**WHAT YOU HAVE TO DO**
Please replace "Annotate" with "Label" throughout the records below, leaving every other part of each line unchanged.
BEGIN TASK INPUT
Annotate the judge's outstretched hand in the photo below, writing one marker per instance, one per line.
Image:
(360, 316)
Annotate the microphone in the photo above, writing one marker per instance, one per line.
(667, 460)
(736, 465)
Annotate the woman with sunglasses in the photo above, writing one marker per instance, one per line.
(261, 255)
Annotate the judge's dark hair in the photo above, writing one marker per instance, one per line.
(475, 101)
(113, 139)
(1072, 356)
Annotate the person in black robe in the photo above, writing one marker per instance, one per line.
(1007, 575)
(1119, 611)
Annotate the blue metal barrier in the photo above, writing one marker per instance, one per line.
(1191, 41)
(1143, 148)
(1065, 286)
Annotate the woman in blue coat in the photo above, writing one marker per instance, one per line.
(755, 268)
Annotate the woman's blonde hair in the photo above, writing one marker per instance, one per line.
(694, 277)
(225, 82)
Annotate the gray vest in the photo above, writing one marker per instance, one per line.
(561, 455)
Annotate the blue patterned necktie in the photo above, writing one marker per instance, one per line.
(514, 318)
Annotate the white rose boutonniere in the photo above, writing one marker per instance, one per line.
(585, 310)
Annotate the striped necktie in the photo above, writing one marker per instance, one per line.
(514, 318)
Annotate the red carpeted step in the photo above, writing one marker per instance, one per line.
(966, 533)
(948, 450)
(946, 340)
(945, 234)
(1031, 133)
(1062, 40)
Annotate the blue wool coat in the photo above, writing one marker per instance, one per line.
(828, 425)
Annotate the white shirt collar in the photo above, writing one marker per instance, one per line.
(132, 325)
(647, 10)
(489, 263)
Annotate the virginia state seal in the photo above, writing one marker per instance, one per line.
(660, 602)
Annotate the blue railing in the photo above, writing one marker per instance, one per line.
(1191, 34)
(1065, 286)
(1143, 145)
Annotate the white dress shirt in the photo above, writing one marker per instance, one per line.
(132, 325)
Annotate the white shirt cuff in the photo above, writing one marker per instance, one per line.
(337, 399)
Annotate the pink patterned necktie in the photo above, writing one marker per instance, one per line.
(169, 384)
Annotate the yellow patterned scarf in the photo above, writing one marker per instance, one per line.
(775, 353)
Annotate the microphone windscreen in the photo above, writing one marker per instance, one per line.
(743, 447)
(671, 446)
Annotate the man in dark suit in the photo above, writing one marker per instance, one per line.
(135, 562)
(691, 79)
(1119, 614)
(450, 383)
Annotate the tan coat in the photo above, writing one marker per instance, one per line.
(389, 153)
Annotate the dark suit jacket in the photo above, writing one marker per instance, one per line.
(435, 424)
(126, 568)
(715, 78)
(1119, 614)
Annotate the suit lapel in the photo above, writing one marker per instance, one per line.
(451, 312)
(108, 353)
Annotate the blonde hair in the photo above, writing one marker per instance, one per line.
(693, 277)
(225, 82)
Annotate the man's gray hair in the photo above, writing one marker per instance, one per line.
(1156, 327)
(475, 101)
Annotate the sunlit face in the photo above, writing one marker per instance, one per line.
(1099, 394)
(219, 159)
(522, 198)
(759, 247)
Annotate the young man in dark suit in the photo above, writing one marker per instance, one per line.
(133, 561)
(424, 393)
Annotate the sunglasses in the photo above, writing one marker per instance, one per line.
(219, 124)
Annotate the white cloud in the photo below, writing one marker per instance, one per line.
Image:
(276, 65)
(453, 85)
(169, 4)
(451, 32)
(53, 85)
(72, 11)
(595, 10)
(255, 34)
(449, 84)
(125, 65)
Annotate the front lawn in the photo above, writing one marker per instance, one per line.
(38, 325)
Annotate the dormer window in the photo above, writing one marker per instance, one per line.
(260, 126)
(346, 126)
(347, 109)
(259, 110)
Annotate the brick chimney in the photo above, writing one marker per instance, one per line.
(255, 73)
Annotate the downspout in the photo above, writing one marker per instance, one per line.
END TASK INPUT
**FINISHED EXERCISE**
Label the judge's outstretched hand in the photo below, writing one marker per instance, one per line.
Image:
(360, 316)
Label the microphone in the photo above, writing one marker per instance, one per line.
(667, 460)
(736, 465)
Label the woman with sunglasses in the photo above, writing one marker per instance, one per line.
(261, 255)
Label the judge's dark hair in the photo above, writing one marker per instance, one per line.
(475, 101)
(113, 139)
(1072, 356)
Label the person in black robe in the photo above, writing one marker per instance, one per line.
(1007, 575)
(1119, 611)
Label the blue metal barrier in the photo above, writing one marker per instance, one per line.
(1191, 41)
(1143, 148)
(1065, 286)
Label the woman in blue coat in the photo above, writing one marker per instance, one per line.
(755, 268)
Label the woman's blonde hair in the photo above, writing one marker per instance, one per line.
(694, 277)
(225, 82)
Label the gray vest in the photo above, writing one marker per instance, one per line.
(561, 455)
Label the blue patterned necktie in the photo above, writing one marker per instance, one per line.
(514, 318)
Label the white rose boutonniere in the photo above, writing one marker per instance, one per line.
(585, 310)
Label the striped necktie in the photo above, writing one marker per instance, one per line.
(514, 318)
Label the red carpeted step in the photo above, writing one marker per instance, one per line.
(966, 533)
(948, 450)
(946, 340)
(945, 234)
(1031, 133)
(1062, 40)
Label the blue wool coat in the photo above, writing one marker per instance, one per line.
(828, 425)
Label the white shirt collar in the photo above, writing one marker per instance, one per line.
(132, 325)
(647, 10)
(489, 263)
Label the virginia state seal in the photo above, writing one marker per instance, one per line.
(660, 602)
Label the blue railing in the photo above, writing one marker per instance, one per line.
(1191, 34)
(1065, 286)
(1143, 145)
Label the white dress shirt in the photo above, writing one marker per instance, one per line.
(132, 325)
Label the white shirt cuff in the photo above, writing one marker per instance, one per line.
(337, 399)
Label the pink patterned necktie in the photo above, writing one marker per instance, one per line.
(169, 384)
Label the yellow patterned scarf in the photo above, writing one marker per instance, one per line.
(775, 353)
Label the microphone windscreen in the photo above, writing one marker per instance, one per line.
(743, 447)
(671, 446)
Label the man in dark suit in the photo above, writing one marker per instance, one per line.
(135, 562)
(691, 79)
(1119, 614)
(450, 383)
Label the tan coat in the photo above, writing one marker per instance, one per line.
(389, 153)
Label the dark suit jacket in the photo above, writing one marker per instance, one per line.
(435, 424)
(126, 568)
(715, 78)
(1119, 614)
Label the suit lapel in the photo above, writing one marker per instance, one per line.
(451, 312)
(108, 353)
Label the blonde hair in the photo above, writing one marker per instance, one per line.
(693, 277)
(225, 82)
Label the man's gray hair in the photo above, writing one marker per instance, one per line.
(1156, 327)
(475, 101)
Label the sunlit face in the photo above, writing one marker per instance, one per line.
(1099, 394)
(219, 159)
(522, 198)
(759, 247)
Label the young man in dark suit in the photo above, writing one marker per instance, one per line.
(133, 561)
(424, 393)
Label the sunglasses in the photo above, writing one marker per instance, one per line.
(219, 124)
Label the white cloud in the photo below, writing one marker per instance, one per line.
Image:
(276, 65)
(453, 85)
(169, 4)
(451, 32)
(53, 85)
(72, 11)
(595, 10)
(255, 34)
(449, 84)
(125, 65)
Label the front lawn in the photo above, writing one marker per instance, one per line.
(38, 325)
Label the dormer window in the photo above, writing one marker per instance, one per line.
(260, 126)
(346, 126)
(347, 109)
(259, 110)
Label the brick chimney in the photo above, writing one marker per instance, one per line.
(255, 73)
Label the downspout in the photo above, writing one marker per instance, one per line.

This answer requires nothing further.